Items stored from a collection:
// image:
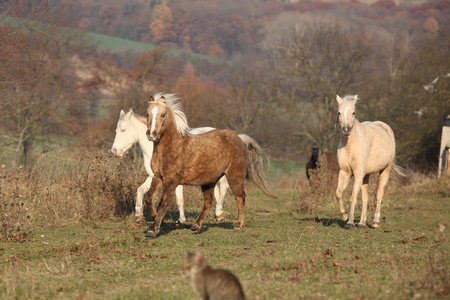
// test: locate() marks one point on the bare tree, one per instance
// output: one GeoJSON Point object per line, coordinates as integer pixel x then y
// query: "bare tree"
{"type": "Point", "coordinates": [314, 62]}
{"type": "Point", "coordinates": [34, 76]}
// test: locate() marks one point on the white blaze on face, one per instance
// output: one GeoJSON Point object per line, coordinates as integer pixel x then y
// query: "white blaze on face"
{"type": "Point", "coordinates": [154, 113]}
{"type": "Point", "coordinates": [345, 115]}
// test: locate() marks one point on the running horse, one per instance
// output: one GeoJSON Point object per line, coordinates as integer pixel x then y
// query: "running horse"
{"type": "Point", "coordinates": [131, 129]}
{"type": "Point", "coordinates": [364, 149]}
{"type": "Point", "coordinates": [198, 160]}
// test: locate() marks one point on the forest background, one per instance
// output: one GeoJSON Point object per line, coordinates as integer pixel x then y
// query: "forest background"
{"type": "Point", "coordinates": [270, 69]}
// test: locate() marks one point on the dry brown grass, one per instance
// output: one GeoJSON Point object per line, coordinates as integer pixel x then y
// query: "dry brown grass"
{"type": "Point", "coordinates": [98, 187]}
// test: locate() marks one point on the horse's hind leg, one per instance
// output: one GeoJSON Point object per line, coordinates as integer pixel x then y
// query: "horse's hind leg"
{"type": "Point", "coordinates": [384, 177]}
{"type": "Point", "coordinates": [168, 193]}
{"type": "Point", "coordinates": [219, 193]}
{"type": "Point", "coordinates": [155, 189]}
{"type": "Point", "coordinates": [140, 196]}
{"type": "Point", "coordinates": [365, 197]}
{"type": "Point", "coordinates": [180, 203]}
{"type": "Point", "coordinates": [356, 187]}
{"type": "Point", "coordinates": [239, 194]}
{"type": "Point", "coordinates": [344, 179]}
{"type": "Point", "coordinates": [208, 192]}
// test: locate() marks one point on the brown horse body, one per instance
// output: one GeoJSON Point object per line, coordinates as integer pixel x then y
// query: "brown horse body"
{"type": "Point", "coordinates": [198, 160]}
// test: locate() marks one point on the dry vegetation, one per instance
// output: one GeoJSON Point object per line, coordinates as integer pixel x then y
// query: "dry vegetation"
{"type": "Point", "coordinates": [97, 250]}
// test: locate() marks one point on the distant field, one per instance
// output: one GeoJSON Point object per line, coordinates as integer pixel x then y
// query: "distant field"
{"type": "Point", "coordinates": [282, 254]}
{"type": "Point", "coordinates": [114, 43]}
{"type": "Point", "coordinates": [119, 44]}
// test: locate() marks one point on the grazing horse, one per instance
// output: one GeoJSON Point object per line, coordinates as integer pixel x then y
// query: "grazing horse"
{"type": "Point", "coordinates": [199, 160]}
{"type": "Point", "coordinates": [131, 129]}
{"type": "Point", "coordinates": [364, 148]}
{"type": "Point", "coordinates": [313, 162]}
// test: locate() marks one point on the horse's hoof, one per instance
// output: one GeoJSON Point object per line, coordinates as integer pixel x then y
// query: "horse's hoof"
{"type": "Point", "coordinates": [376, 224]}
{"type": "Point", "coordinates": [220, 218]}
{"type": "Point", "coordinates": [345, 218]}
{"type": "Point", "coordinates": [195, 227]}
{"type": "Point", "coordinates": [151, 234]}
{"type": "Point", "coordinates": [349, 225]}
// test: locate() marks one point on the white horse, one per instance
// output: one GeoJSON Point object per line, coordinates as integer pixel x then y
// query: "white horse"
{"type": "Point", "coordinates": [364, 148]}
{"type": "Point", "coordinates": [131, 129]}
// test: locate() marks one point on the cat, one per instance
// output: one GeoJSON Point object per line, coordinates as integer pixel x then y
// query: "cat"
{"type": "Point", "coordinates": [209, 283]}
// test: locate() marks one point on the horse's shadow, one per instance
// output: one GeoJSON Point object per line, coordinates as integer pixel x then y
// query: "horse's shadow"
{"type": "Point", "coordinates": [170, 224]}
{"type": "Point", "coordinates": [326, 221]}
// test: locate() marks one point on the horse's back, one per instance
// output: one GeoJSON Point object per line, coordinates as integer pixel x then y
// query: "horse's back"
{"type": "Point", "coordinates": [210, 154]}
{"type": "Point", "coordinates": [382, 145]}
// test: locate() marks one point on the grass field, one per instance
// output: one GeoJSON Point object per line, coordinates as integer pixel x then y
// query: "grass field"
--
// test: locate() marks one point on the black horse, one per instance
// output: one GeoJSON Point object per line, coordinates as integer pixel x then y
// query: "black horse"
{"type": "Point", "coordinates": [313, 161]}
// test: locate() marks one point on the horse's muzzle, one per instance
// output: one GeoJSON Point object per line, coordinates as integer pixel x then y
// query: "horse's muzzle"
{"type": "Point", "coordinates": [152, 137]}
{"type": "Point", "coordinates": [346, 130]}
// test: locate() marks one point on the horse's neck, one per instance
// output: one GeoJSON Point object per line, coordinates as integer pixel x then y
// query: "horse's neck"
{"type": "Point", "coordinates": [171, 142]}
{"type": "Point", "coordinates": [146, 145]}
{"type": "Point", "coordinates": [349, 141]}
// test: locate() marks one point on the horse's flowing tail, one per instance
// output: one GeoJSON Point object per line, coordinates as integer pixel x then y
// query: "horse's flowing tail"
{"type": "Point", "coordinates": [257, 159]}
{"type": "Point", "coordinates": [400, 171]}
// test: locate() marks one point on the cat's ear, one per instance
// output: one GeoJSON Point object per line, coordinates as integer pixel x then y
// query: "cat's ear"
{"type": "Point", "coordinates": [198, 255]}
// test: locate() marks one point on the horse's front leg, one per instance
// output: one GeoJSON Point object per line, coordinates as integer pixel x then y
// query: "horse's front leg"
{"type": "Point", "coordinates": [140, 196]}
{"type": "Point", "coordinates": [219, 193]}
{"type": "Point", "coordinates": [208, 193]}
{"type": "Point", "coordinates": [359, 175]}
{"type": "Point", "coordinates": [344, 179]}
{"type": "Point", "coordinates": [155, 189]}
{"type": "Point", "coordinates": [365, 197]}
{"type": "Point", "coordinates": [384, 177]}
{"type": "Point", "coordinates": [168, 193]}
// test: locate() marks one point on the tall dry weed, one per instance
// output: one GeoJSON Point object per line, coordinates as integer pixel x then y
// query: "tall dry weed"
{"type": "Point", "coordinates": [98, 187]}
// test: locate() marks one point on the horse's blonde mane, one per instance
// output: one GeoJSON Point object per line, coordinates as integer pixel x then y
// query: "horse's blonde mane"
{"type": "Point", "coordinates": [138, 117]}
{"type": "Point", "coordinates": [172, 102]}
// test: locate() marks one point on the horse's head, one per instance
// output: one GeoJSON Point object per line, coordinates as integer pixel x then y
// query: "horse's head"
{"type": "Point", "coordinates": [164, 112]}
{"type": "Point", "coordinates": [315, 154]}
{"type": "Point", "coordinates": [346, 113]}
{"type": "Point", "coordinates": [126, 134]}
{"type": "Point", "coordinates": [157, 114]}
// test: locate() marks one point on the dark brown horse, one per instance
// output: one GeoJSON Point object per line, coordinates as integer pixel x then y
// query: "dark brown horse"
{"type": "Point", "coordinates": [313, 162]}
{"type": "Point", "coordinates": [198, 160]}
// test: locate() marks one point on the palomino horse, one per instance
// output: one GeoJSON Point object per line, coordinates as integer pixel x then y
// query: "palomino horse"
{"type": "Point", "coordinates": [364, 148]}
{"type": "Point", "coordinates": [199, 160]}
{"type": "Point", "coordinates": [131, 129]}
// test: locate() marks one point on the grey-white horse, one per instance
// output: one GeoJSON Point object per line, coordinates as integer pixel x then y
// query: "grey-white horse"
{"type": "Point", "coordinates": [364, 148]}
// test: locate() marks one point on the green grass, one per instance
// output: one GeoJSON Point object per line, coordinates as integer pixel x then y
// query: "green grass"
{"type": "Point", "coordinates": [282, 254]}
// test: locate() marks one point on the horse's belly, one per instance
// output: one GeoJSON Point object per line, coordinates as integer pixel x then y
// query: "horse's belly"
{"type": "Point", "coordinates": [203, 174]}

What you have to do: List each line of the rows above that contains the string "brown", counting a line only when the letters match in case.

Task response:
// test: locate() marks one point on the dry brown grass, one per instance
// query: "dry brown grass"
// test: locate() marks one point on the brown horse body, one per instance
// query: "brown horse body"
// test: locate() marks one point on the dark brown horse, one per instance
// query: "dark brown horse"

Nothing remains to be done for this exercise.